PROBLEMS TO WORK ON
• 1. In the chipmunk pie thread, which cookbook does Mountain Mick say contains the recipe?
• 2. Write the next part of the chipmunk pie thread, picking up after its final line.

PAGE EXTRACT
■ ■ ■ ■ ■ ■ ■
Will post my best version, still wondering where and when this originated...


----------



## Mountain Mick (Sep 10, 2005)

I have a look and dug up links to Delaware as a place of orignate for Chipmunk pie and it is in the cook book Best of the Best from the Northeast Cookbook which is a Selected Recipes from the Favorite Cookbooks of New York, Pennsylvania, Massachusetts, Connecticut, Vermont, New Hampshire, Rhode Island, and Maine... MM


----------



## RedDirt Cowgirl (Sep 21, 2010)

Thank you so much! Looked and looked, but still didn't come up with this.
Besides the great appellation, I haven't run across any recipes quite like it and it seems like a yummy Autumn dish that's just the thing for the busy times ahead. You're the BEST!:rock:


----------



## RedDirt Cowgirl (Sep 21, 2010)
■ ■ ■ ■ ■ ■ ■
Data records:
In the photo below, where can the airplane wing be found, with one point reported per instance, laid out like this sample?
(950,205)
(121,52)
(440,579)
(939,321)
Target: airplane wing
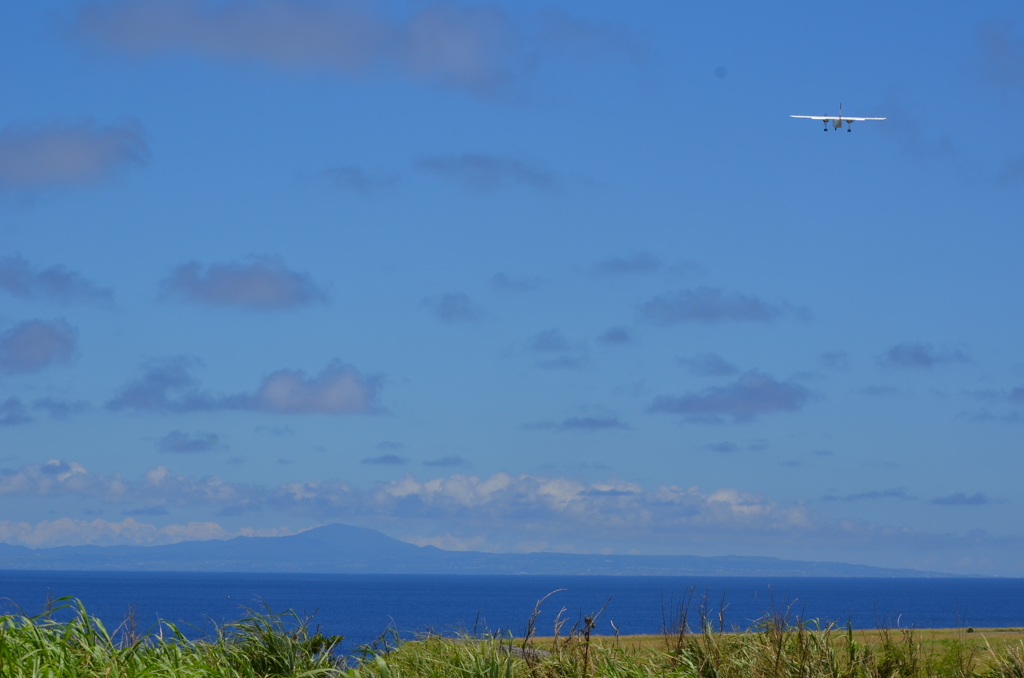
(847,118)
■ ■ ■ ■ ■ ■ ■
ANSWERS TO THE EXERCISE
• 1. Best of the Best from the Northeast Cookbook

• 2.
Mountain Mick said:


> I have a look and dug up links to Delaware as a place of orignate for Chipmunk pie and it is in the cook book Best of the Best from the Northeast Cookbook which is a Selected Recipes from the Favorite Cookbooks of New York, Pennsylvania, Massachusetts, Connecticut, Vermont, New Hampshire, Rhode Island, and Maine... MM


Mountain Mick, again, it was so thoughty of you to go looking about for chipmunk pie - I sent away for the Best of the Best from the Northeast Cookbook, and it is an excellent one - but - no satisfaction yet for the recipe nerd :nerd:. Their pie was for dried beef.

Now that our wacky weather has finally settled into frosty times again, I need to quit noodling and start putting my oven to use - the answer will come one day, maybe if I offer up enough pie!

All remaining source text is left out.